| SUPPLIED PASSAGE |
------------------------------
Surface turbines, in high wind/wave seas, would need extraordinary levels 
of engineering with a corresponding extraordinary costs. High wind tethered 
turbines<http://www.popularmechanics.com/science/energy/next-generation/5-wild-flying-turbines#slide-5>,
 
however, may be a lower cost option for this scenario. Beyond wind energy 
conversion, high wind tether farms would provide highly useful platforms 
for a multitude of scientific/security uses. Also, if such wind farms were 
to be combined with a stratospheric based energy distribution grid, similar 
in physical design to Googles' Project 
Loon<http://en.wikipedia.org/wiki/Project_Loon> with 
energy management systems envisioned in many space based solar energy 
concepts<http://www.atmos.washington.edu/2009Q1/111/Readings/Hoffert2002_world_energy_needs.pdf>,
 
the wind farms could be distributed along the primary storm development 
paths and function as a means of storm prevention rather than mitigation 
while delivering commercial scale energy for the terrestrial grid.

The concept of using stratospheric aircraft for energy distribution is well 
within the scope of using these same craft as internet links. 

Best,

Michael 







On Friday, February 28, 2014 6:39:52 AM UTC-8, David Hawkins wrote:
>
> Interesting analysis suggesting an action that is both a type of 
> geo-engineering and emissions mitigation.
------------------------------
| GIVEN INFORMATION |
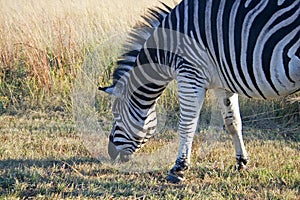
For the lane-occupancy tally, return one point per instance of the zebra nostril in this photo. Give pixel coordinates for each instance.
(112, 151)
(125, 157)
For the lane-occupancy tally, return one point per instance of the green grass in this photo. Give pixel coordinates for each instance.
(45, 58)
(42, 157)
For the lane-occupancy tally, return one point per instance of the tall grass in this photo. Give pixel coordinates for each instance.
(43, 45)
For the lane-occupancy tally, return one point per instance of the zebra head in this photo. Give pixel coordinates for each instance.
(134, 122)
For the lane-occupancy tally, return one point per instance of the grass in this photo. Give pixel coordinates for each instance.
(44, 158)
(53, 55)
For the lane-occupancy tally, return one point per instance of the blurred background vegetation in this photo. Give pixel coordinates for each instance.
(44, 44)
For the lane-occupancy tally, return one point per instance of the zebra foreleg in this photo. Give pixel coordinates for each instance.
(191, 99)
(228, 102)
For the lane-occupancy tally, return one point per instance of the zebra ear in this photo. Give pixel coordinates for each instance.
(115, 90)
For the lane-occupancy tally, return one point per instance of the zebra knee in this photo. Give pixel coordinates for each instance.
(241, 163)
(176, 174)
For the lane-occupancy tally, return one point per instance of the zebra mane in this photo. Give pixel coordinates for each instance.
(137, 38)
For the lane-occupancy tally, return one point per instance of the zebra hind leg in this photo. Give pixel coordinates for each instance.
(176, 174)
(228, 102)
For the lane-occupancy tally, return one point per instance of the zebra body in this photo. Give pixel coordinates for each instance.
(246, 47)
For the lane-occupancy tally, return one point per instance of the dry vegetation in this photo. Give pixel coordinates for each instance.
(43, 48)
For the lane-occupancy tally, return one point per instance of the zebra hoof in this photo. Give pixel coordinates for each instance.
(175, 178)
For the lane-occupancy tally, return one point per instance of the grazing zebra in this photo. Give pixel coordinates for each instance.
(247, 47)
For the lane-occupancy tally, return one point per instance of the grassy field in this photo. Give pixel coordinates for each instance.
(45, 158)
(53, 52)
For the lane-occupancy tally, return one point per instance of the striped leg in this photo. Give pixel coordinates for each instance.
(191, 98)
(229, 105)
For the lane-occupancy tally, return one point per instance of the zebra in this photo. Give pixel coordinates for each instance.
(233, 47)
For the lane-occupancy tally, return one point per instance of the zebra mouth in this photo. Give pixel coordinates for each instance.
(114, 153)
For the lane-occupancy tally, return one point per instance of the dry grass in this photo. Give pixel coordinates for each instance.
(43, 47)
(45, 159)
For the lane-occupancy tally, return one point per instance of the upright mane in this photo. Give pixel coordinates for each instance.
(137, 38)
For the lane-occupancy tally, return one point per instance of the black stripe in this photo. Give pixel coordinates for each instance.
(257, 25)
(269, 46)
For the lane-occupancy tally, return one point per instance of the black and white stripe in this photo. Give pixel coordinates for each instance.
(248, 47)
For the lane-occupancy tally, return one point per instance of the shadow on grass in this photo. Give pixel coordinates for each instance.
(75, 177)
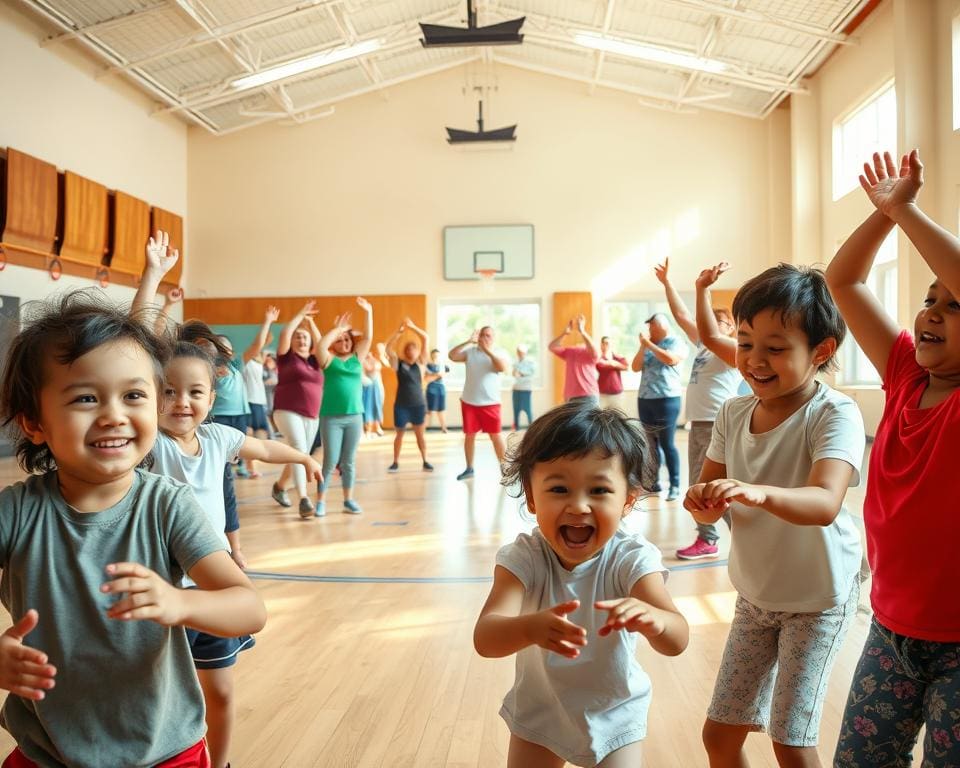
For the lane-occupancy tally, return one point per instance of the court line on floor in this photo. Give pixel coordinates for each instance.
(270, 576)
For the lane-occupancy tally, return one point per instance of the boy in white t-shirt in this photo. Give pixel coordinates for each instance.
(781, 461)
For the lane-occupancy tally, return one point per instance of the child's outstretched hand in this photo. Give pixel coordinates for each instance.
(889, 188)
(630, 614)
(23, 670)
(148, 596)
(552, 631)
(158, 260)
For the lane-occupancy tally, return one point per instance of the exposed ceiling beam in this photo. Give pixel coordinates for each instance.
(600, 55)
(668, 99)
(100, 26)
(107, 54)
(758, 17)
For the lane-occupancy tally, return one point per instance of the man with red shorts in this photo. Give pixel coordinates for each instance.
(480, 402)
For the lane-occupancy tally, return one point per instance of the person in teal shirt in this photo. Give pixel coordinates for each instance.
(341, 410)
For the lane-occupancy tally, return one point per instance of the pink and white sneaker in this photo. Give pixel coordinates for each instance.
(699, 550)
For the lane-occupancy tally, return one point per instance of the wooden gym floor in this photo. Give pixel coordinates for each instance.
(367, 657)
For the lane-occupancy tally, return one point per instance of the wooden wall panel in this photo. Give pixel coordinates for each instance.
(85, 221)
(173, 226)
(131, 230)
(566, 306)
(388, 312)
(31, 203)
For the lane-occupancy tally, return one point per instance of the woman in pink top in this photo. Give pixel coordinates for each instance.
(296, 400)
(580, 378)
(909, 672)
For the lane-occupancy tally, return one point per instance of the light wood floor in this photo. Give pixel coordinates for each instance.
(367, 659)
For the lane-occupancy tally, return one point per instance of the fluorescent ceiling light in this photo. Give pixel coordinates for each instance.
(299, 66)
(649, 53)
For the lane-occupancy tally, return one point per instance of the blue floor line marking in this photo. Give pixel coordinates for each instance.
(266, 575)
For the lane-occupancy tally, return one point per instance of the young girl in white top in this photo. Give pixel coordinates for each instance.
(570, 598)
(195, 453)
(781, 461)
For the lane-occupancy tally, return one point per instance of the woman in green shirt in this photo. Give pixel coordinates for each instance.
(341, 411)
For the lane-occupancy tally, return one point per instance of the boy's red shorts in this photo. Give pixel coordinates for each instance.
(194, 757)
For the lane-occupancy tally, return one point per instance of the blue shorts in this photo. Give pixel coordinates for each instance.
(402, 415)
(212, 652)
(258, 418)
(436, 400)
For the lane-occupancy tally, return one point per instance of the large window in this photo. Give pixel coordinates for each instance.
(513, 323)
(870, 128)
(623, 321)
(855, 368)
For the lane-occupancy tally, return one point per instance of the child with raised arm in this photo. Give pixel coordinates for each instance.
(410, 406)
(570, 599)
(909, 673)
(781, 460)
(91, 547)
(193, 451)
(714, 378)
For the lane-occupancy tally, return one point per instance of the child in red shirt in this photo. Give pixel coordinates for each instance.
(909, 672)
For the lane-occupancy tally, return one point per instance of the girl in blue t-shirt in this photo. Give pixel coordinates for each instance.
(570, 598)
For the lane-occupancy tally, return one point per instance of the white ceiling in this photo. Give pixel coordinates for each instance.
(185, 52)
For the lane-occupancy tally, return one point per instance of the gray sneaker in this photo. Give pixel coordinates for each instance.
(306, 508)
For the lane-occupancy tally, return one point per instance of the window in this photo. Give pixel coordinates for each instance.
(855, 368)
(870, 128)
(513, 323)
(623, 321)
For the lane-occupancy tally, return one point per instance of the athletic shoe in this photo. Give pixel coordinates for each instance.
(280, 495)
(700, 549)
(306, 508)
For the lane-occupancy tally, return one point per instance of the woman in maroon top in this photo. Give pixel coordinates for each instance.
(296, 400)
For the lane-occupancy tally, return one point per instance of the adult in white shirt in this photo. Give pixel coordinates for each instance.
(480, 401)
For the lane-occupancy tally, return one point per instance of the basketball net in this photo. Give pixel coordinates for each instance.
(486, 279)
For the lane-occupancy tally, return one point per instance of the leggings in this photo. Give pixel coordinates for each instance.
(521, 404)
(901, 684)
(298, 432)
(659, 419)
(341, 436)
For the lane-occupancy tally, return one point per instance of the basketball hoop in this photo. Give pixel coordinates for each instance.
(486, 279)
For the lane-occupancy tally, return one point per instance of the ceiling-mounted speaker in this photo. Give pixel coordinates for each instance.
(504, 33)
(459, 136)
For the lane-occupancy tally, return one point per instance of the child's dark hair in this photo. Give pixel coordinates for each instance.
(63, 329)
(801, 297)
(575, 429)
(195, 352)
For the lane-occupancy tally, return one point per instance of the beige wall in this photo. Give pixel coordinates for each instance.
(905, 41)
(357, 202)
(55, 109)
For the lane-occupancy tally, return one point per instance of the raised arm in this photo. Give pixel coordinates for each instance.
(677, 307)
(556, 345)
(587, 338)
(723, 346)
(424, 341)
(255, 350)
(459, 353)
(363, 346)
(157, 263)
(341, 324)
(283, 343)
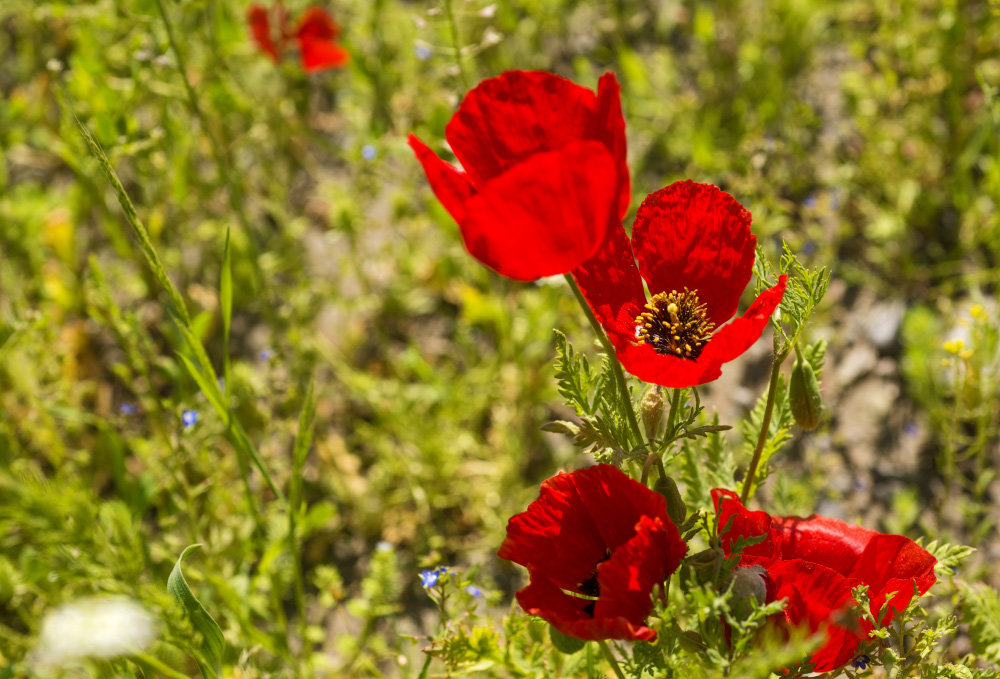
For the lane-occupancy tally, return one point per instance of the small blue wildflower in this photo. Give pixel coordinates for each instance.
(861, 662)
(189, 418)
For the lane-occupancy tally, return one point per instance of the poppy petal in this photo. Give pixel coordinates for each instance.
(635, 568)
(568, 615)
(514, 226)
(317, 24)
(450, 185)
(556, 536)
(609, 127)
(505, 120)
(734, 338)
(318, 55)
(695, 236)
(260, 27)
(612, 286)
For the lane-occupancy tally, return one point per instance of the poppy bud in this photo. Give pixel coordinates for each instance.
(652, 406)
(675, 505)
(803, 392)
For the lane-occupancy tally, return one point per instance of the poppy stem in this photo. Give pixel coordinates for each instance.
(765, 426)
(611, 659)
(616, 365)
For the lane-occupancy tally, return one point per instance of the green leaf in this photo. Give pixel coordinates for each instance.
(563, 643)
(212, 644)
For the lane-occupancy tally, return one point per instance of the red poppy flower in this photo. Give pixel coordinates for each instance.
(814, 563)
(696, 254)
(314, 35)
(544, 175)
(595, 543)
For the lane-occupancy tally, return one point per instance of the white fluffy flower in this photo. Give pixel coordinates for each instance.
(95, 628)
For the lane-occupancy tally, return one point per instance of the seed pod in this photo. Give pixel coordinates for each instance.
(803, 392)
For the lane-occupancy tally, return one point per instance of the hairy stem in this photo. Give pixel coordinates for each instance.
(612, 356)
(765, 426)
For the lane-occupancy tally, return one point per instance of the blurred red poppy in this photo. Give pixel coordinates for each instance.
(814, 562)
(696, 254)
(544, 175)
(314, 36)
(595, 544)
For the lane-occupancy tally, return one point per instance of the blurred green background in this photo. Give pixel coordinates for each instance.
(863, 133)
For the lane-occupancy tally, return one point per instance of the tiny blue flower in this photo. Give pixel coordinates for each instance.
(189, 418)
(861, 662)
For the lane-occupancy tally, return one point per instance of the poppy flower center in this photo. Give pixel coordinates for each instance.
(675, 323)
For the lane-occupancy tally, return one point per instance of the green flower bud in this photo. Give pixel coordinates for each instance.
(803, 393)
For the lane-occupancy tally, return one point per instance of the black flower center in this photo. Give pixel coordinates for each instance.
(590, 587)
(675, 323)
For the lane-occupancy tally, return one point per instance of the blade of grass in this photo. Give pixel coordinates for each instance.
(201, 367)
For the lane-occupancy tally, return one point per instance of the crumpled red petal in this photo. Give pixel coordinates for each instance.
(695, 236)
(726, 343)
(505, 120)
(594, 519)
(260, 27)
(543, 217)
(316, 33)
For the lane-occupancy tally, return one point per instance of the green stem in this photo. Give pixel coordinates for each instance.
(612, 356)
(611, 659)
(453, 27)
(765, 426)
(221, 159)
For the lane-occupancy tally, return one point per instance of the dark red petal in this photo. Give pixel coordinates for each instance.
(609, 127)
(318, 55)
(260, 27)
(745, 524)
(544, 599)
(695, 236)
(505, 120)
(627, 579)
(546, 216)
(450, 185)
(734, 338)
(611, 283)
(892, 563)
(820, 539)
(316, 24)
(577, 519)
(817, 597)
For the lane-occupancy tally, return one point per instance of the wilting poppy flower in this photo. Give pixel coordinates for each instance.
(814, 562)
(696, 253)
(543, 176)
(595, 543)
(314, 36)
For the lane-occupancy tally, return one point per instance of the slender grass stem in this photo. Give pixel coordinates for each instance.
(611, 659)
(765, 426)
(613, 357)
(456, 42)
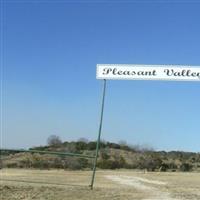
------------------------------
| OBJECTIVES |
1. Extract the part of the message on tethered wind turbines between "the wind farms" and "as internet links.", inclusive.
2. In the listing, rewrite the lines between the one holding "of the slender" and the end of the listing, inclusive, changing "slender grass stem" to "thin grass stalk" and leaving everything else as it is. Give only those lines, without the pictures.
The listing is unrelated to the text.

| PER-TASK ANSWERS |
1.
the wind farms could be distributed along the primary storm development 
paths and function as a means of storm prevention rather than mitigation 
while delivering commercial scale energy for the terrestrial grid.

The concept of using stratospheric aircraft for energy distribution is well 
within the scope of using these same craft as internet links.

2.
For the lane-occupancy tally, return one point per instance of the thin grass stalk in this photo. Give pixel coordinates for each instance.
(611, 659)
(765, 426)
(613, 357)
(456, 42)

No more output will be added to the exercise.